- What you will do -
Set out the listing from the line with "need box >> sign" to the line with "[251,425,273,447]", both included, as a numbered list, leaving out any blank lines.

☆ ☆ ☆ ☆ ☆ ☆ ☆

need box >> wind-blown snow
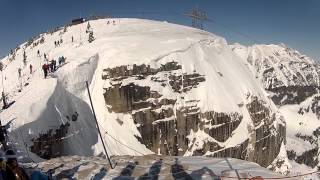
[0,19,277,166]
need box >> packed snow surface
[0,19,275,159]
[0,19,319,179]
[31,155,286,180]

☆ ☆ ☆ ☆ ☆ ☆ ☆

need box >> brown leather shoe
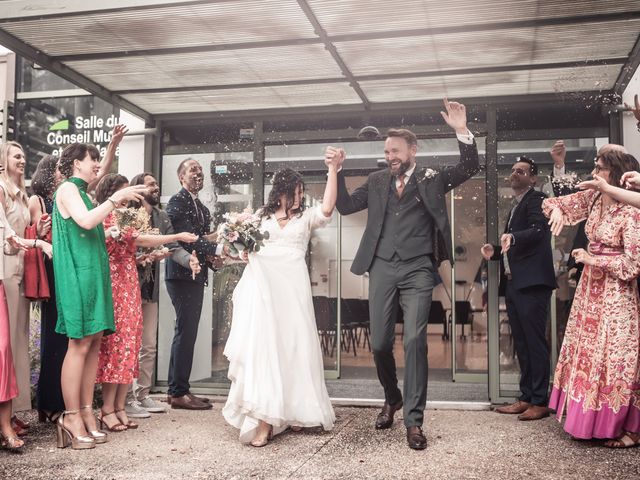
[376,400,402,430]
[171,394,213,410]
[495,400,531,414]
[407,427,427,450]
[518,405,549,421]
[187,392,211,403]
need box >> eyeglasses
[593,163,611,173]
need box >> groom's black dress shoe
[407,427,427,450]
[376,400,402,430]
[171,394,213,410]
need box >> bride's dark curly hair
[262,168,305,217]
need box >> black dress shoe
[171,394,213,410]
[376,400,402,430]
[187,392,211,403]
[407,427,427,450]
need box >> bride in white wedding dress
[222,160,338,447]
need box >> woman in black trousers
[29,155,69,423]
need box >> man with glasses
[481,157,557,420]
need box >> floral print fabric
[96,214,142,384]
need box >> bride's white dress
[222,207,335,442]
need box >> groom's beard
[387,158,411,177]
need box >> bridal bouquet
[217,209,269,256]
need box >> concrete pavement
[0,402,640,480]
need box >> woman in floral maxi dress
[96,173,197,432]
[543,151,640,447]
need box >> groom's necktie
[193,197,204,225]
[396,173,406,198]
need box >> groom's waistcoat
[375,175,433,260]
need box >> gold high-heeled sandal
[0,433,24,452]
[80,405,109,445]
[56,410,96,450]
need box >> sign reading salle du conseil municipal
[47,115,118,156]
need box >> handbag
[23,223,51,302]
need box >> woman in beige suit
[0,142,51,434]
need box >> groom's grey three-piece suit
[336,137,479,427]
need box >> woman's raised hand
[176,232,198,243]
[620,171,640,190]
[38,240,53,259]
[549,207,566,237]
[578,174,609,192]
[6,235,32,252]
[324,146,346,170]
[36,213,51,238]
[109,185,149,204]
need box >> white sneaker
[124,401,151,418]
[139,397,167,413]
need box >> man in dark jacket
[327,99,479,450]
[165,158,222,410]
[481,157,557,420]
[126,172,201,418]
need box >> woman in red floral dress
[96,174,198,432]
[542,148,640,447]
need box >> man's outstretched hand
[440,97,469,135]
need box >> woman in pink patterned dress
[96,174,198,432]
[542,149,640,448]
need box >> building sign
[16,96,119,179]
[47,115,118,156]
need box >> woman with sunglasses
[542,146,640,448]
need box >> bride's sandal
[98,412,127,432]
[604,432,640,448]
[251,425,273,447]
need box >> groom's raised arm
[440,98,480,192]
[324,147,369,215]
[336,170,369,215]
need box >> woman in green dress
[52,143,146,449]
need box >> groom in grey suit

☆ ☆ ☆ ☆ ☆ ☆ ☆

- Final answer -
1. need box >> sign reading salle du conseil municipal
2. [47,115,118,156]
3. need box >> handbag
4. [23,223,51,302]
5. need box >> woman in beige suit
6. [0,142,51,434]
7. need box >> groom's grey three-piece suit
8. [336,137,479,427]
9. need box >> woman's raised hand
10. [176,232,198,243]
11. [620,171,640,190]
12. [38,240,53,259]
13. [549,207,566,237]
14. [578,174,609,192]
15. [6,235,32,252]
16. [324,146,346,170]
17. [36,213,51,238]
18. [109,185,149,204]
19. need box >> white sneaker
20. [124,401,151,418]
21. [139,397,167,413]
22. need box >> man in dark jacket
23. [327,99,479,450]
24. [165,158,222,410]
25. [481,157,557,420]
26. [126,172,201,418]
27. need box >> woman in red floral dress
28. [96,174,198,432]
29. [542,148,640,447]
30. need box >> man's outstretched hand
31. [440,97,469,135]
32. need box >> woman in pink patterned dress
33. [96,174,198,432]
34. [542,149,640,448]
35. need box >> building sign
36. [16,96,119,179]
37. [47,115,118,156]
38. need box >> woman with sunglasses
39. [542,146,640,448]
40. need box >> bride's sandal
41. [98,412,127,432]
42. [604,432,640,448]
43. [251,425,273,447]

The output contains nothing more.